Data provided
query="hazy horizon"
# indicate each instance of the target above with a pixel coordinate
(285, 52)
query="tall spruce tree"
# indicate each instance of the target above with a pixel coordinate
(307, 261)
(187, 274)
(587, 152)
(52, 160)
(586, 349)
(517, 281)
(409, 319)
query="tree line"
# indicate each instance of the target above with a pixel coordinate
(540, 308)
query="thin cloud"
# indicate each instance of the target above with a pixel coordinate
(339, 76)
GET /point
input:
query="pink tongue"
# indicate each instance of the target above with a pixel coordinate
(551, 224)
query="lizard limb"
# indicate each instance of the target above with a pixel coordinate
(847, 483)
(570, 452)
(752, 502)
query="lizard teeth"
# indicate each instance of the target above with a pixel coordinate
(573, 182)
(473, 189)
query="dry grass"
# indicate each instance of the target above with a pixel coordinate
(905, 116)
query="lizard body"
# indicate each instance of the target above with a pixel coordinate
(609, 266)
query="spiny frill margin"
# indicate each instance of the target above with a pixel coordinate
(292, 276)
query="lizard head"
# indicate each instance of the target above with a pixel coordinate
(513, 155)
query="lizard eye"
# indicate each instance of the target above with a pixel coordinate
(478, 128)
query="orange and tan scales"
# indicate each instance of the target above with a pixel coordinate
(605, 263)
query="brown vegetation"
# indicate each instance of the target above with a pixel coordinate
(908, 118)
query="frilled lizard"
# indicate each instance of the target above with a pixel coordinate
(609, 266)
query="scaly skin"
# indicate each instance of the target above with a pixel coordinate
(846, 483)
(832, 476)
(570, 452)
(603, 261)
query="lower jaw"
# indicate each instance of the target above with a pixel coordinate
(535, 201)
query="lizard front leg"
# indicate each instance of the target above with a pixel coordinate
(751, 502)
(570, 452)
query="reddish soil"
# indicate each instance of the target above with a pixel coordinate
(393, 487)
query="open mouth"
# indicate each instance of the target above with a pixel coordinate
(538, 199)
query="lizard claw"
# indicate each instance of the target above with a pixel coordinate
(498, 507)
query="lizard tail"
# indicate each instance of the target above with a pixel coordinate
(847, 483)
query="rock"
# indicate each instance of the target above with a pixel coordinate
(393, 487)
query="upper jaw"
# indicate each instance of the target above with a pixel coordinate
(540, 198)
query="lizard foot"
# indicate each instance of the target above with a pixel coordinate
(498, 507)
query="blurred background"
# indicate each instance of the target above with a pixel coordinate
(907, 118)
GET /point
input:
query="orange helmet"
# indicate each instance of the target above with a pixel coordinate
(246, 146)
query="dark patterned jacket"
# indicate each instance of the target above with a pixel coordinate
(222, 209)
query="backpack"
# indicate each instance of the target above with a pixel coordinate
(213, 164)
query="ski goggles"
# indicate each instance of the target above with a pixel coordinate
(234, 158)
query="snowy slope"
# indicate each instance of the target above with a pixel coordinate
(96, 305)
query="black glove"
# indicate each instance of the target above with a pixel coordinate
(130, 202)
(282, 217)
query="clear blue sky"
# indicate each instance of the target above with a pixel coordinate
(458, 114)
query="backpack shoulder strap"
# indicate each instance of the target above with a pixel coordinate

Stated task
Copy out the material above in its entirety. Every detail must match.

Right answer
query="hazy horizon"
# indicate each instance of the target above with a pixel coordinate
(285, 52)
query="tall spruce tree"
# indicate each instance of the target above with a pixel coordinate
(307, 261)
(187, 274)
(587, 152)
(52, 160)
(586, 349)
(517, 281)
(409, 319)
query="tree line"
# indicate each instance of the target above with a pixel coordinate
(540, 308)
query="thin cloud"
# indicate each instance of the target above with a pixel coordinate
(339, 76)
GET /point
input:
query="pink tongue"
# indicate each instance of the target above with a pixel coordinate
(551, 224)
query="lizard limb"
# indicate each instance of the target above with a pixel coordinate
(847, 483)
(570, 452)
(752, 502)
query="lizard teeth"
# indicate each instance of the target above with a pixel coordinate
(573, 182)
(473, 189)
query="dry grass"
# indicate each instance of the target above with a pixel coordinate
(905, 116)
query="lizard body"
# indicate each instance of the target above with a pixel coordinate
(609, 266)
query="spiny frill margin"
# indicate each instance of the target above with a pixel coordinate
(292, 276)
query="lizard head"
# indicate each instance of the target above with a pixel coordinate
(513, 155)
query="lizard eye"
# indicate each instance of the target above with a pixel coordinate
(478, 128)
query="orange and tan scales"
# indicate each instance of the target above with a pixel coordinate
(605, 263)
query="brown vegetation"
# indicate each instance of the target above with a pixel coordinate
(908, 118)
query="frilled lizard"
# indicate each instance of the target above with a pixel coordinate
(609, 266)
query="scaly skin"
# indicate each instance of the target above with a pixel coordinate
(846, 483)
(832, 476)
(570, 452)
(603, 261)
query="lower jaw"
# indicate each instance of the target above with a pixel coordinate
(535, 201)
query="lizard front leg"
# indicate each instance of the target above with a pixel coordinate
(751, 502)
(570, 452)
query="reddish soil"
# indicate each instance of the target above with a pixel coordinate
(393, 487)
query="open mouth"
# indicate each instance of the target above with a pixel coordinate
(538, 199)
query="lizard claw"
# indicate each instance of the target above with a pixel coordinate
(498, 507)
query="lizard tail"
# indicate each instance of the target above with a pixel coordinate
(847, 483)
query="rock"
# indicate each instance of the target above with a pixel coordinate
(393, 487)
query="upper jaw"
# indicate each instance of the target above with a pixel coordinate
(540, 198)
query="lizard foot"
# indicate each instance of the target above with a pixel coordinate
(498, 507)
query="blurred background"
# indicate each instance of the target above with a pixel coordinate
(907, 118)
GET /point
input:
query="orange helmet"
# indicate each instance of the target above with a pixel coordinate
(246, 146)
query="dark patterned jacket"
# indicate each instance of the target above with a pixel coordinate
(222, 209)
query="backpack"
# indicate each instance of the target above with a pixel coordinate
(213, 164)
query="ski goggles"
# indicate each instance of the target above with a pixel coordinate
(234, 158)
query="snowy slope"
# indicate each instance of the target above with a pixel coordinate
(96, 305)
query="black glove"
# indicate each instance of the target above with a pixel coordinate
(130, 202)
(282, 217)
query="clear blue sky"
# indicate each instance of the target above with a pixel coordinate
(458, 114)
query="backpack shoulder strap"
# indicate each instance of the target above with a pixel coordinate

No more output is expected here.